GIVEN PROBLEM -
Convert the lines from the one containing "Kindly give the mask of every instance of the twig." through the end of the records into a numbered list, leaving out any blank lines.

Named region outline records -
┄┄┄┄┄┄

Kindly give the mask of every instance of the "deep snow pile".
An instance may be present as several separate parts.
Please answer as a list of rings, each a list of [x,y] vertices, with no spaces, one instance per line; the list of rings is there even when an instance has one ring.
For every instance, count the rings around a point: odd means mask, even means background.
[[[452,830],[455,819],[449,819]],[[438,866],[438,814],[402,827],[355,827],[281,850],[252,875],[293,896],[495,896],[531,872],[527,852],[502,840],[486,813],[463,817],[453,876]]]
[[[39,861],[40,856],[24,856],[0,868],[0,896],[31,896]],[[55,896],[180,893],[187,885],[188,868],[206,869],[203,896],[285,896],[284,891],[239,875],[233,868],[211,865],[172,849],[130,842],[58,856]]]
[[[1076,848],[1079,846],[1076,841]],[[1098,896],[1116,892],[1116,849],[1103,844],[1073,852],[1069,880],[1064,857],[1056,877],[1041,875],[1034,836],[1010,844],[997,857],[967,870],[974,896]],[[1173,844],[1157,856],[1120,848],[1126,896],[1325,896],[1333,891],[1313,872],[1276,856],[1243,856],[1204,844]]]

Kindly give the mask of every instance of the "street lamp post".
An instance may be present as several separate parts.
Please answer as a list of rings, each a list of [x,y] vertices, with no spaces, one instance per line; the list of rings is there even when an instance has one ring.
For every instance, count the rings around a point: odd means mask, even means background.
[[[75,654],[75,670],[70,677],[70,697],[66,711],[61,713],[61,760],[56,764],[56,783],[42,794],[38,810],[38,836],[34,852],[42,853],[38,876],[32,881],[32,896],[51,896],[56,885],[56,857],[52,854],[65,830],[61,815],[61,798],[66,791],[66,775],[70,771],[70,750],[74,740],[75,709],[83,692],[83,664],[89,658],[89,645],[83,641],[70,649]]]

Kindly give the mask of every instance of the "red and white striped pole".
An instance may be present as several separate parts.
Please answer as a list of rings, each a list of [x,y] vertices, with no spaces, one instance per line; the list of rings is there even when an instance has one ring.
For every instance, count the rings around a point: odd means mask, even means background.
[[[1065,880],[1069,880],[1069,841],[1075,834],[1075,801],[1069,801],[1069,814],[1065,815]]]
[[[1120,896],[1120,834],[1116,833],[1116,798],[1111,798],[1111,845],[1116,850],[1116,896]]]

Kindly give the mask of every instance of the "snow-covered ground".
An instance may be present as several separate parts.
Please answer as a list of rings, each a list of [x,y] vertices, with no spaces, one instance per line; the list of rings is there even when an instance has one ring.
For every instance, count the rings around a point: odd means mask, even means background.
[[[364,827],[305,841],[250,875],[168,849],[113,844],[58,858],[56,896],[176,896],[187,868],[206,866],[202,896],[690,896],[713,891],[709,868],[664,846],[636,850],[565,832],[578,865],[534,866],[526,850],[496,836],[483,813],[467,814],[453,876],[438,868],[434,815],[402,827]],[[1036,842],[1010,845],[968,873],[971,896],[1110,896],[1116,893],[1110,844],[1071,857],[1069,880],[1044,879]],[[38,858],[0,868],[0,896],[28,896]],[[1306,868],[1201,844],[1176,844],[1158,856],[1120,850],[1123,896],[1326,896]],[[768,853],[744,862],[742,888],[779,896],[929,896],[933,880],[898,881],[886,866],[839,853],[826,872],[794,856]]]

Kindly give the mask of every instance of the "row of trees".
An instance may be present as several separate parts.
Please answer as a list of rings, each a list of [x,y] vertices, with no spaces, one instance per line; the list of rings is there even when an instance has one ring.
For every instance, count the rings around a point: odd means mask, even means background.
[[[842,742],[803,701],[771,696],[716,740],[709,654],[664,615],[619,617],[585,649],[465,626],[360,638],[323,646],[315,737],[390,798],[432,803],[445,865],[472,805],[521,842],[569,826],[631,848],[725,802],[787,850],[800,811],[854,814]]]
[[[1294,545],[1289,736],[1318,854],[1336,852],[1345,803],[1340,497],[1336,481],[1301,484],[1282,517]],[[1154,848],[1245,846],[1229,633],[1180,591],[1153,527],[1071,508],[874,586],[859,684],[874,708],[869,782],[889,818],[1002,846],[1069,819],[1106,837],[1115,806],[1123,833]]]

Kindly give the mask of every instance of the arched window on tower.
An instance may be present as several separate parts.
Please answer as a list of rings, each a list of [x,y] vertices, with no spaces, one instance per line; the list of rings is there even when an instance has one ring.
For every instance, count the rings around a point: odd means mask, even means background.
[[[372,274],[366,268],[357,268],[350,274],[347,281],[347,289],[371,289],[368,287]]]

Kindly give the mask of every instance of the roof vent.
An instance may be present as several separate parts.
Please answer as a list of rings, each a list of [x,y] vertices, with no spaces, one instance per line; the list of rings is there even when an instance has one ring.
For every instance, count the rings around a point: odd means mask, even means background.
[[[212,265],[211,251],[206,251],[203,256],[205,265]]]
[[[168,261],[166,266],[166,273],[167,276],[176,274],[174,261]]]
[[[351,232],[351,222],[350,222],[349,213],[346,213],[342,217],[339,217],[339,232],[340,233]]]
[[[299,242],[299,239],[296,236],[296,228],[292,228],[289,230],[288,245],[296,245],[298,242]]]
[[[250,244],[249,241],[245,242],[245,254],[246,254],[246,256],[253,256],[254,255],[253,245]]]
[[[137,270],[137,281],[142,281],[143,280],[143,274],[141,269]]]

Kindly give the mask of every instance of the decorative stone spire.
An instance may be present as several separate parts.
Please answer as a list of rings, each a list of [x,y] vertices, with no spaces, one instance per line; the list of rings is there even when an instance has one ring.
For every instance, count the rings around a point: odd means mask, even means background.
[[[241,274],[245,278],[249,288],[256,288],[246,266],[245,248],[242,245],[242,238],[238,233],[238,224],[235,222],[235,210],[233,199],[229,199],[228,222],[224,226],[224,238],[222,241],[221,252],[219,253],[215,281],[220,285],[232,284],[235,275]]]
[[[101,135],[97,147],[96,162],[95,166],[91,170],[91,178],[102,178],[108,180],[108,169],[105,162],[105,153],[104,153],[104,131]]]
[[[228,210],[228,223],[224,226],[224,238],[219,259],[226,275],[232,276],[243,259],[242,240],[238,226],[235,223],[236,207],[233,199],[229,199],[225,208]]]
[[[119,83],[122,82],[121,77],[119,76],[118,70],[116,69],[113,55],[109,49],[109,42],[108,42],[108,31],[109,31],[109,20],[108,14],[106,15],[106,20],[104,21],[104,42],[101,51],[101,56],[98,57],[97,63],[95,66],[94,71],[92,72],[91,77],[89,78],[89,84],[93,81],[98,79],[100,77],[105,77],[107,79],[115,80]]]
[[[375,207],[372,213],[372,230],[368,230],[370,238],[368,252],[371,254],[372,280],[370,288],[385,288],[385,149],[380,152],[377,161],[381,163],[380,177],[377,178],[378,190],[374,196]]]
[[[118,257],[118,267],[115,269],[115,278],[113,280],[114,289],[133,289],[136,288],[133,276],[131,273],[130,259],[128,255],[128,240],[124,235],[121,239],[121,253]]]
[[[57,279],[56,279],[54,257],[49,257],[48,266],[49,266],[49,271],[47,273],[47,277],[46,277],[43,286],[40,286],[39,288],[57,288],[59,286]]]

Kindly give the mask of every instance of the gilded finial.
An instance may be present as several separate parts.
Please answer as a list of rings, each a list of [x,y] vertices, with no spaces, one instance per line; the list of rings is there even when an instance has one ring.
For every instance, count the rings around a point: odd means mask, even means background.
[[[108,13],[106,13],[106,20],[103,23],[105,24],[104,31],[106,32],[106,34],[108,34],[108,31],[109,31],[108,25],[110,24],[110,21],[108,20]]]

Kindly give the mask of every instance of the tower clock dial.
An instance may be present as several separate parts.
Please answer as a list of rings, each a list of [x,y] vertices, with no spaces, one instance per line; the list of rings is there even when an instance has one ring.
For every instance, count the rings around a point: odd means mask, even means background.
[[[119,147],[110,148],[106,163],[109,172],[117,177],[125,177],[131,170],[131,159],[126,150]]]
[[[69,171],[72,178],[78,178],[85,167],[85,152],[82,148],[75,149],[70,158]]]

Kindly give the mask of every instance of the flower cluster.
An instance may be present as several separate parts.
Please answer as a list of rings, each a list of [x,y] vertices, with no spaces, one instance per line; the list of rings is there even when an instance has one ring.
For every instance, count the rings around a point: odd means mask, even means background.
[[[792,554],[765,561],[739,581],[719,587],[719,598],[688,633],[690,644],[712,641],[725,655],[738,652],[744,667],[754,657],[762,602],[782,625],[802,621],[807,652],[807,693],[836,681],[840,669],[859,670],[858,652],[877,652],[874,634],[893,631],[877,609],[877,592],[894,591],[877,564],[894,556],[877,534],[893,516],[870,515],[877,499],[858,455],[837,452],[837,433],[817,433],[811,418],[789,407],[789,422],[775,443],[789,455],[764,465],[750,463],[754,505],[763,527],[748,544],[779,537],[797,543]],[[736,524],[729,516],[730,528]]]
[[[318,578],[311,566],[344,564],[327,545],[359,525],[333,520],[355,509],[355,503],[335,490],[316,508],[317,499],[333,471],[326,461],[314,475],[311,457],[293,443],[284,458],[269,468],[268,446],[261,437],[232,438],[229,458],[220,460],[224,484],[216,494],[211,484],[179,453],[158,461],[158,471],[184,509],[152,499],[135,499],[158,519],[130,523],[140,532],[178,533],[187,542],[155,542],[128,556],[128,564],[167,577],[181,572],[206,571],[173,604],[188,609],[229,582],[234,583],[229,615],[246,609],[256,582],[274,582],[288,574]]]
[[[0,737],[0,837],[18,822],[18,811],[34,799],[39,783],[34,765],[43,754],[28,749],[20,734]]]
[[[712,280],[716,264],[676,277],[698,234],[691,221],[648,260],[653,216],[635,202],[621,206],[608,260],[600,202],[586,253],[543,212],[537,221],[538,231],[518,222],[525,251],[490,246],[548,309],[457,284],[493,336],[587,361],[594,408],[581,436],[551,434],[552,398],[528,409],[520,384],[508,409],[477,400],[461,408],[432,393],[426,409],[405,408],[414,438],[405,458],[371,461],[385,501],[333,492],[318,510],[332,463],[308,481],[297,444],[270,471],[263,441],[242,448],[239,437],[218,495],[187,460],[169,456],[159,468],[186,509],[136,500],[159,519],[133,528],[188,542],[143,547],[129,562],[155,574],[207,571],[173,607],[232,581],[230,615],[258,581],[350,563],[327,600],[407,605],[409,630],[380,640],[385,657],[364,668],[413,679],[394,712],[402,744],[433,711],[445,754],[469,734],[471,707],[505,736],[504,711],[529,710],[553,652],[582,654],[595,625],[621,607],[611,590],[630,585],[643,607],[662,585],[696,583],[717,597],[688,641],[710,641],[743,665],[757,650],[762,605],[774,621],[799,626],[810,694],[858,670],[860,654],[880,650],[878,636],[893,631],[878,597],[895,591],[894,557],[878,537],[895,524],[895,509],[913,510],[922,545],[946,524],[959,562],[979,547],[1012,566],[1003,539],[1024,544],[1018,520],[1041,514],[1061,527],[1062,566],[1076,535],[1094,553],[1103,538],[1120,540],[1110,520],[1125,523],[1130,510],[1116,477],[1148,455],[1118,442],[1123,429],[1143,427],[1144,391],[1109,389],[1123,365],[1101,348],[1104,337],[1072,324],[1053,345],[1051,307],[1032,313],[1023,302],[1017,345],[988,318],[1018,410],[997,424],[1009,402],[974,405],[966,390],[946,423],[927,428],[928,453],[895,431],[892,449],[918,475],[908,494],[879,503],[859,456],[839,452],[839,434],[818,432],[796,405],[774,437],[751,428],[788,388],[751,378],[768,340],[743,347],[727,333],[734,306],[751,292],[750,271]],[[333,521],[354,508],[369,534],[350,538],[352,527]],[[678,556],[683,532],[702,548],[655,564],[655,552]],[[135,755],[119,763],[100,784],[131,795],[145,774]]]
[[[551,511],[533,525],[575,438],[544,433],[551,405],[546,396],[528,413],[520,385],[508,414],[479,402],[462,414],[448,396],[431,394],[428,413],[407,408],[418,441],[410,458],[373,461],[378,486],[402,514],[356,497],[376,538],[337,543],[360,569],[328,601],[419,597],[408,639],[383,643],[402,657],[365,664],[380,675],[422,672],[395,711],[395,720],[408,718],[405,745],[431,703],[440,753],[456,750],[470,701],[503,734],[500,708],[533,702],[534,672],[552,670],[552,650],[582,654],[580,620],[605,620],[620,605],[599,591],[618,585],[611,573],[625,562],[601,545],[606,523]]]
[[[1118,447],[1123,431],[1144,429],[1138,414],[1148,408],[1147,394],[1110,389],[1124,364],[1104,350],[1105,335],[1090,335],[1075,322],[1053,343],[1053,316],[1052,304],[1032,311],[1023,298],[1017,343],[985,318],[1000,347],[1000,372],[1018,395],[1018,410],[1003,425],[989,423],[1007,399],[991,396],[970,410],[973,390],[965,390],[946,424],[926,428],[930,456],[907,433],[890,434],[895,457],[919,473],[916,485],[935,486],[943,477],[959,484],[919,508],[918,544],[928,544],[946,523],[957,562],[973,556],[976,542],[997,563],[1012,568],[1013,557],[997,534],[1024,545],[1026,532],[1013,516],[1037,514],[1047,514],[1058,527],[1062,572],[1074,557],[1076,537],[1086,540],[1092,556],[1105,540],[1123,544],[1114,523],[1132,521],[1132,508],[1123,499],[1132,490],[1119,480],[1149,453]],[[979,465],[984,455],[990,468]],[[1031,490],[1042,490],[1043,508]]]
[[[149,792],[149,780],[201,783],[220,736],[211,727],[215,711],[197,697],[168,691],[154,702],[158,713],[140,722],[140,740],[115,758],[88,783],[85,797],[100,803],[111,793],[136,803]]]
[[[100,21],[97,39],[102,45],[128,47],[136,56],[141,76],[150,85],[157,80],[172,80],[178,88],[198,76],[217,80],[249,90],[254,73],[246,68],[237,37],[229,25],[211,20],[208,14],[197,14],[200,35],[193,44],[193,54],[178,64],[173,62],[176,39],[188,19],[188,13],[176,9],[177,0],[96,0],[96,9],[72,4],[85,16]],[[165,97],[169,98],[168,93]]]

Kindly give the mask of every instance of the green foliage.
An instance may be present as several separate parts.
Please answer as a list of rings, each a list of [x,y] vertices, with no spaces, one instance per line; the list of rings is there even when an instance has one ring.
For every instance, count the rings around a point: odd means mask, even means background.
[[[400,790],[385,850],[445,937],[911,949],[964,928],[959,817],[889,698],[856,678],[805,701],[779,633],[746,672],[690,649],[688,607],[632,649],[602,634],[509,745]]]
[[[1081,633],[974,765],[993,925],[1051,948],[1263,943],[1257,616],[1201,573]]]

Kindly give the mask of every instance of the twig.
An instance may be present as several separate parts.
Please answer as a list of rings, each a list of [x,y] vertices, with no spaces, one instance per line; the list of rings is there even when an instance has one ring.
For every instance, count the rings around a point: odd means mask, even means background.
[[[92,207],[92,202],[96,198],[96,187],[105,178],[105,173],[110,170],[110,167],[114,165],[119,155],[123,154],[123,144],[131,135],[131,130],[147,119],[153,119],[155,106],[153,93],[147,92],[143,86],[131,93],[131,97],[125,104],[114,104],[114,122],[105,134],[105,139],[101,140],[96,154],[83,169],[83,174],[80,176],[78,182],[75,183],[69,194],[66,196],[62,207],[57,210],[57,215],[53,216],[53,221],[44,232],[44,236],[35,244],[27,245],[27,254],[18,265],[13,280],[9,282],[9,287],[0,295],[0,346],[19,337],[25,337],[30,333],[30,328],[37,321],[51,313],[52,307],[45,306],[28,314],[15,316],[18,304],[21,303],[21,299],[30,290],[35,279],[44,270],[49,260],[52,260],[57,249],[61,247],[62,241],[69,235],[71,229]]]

┄┄┄┄┄┄

TASK ANSWER -
1. Kindly give the mask of every instance of the twig.
2. An instance may be present as several separate parts.
3. Please answer as a list of rings, each a list of [x,y] vertices, with no spaces, one instance per line; the list of rings is there even when an instance has one ring.
4. For every instance, count the rings around a point: odd means mask, even means background.
5. [[[92,207],[92,202],[96,198],[96,187],[105,178],[105,173],[110,170],[110,167],[114,165],[119,155],[123,154],[123,144],[131,135],[131,130],[147,119],[153,119],[155,106],[153,93],[147,92],[143,86],[131,93],[131,97],[125,104],[114,104],[114,122],[105,134],[105,139],[101,140],[96,154],[83,169],[83,174],[80,176],[78,182],[75,183],[69,194],[66,196],[62,207],[57,210],[57,215],[53,216],[53,221],[44,232],[44,236],[35,244],[27,245],[27,254],[18,265],[13,280],[9,282],[9,287],[0,295],[0,346],[19,337],[25,337],[30,333],[30,328],[37,321],[51,313],[52,307],[45,306],[28,314],[15,316],[18,304],[21,303],[21,299],[30,290],[35,279],[44,270],[49,260],[52,260],[57,249],[61,247],[62,241],[69,235],[71,229]]]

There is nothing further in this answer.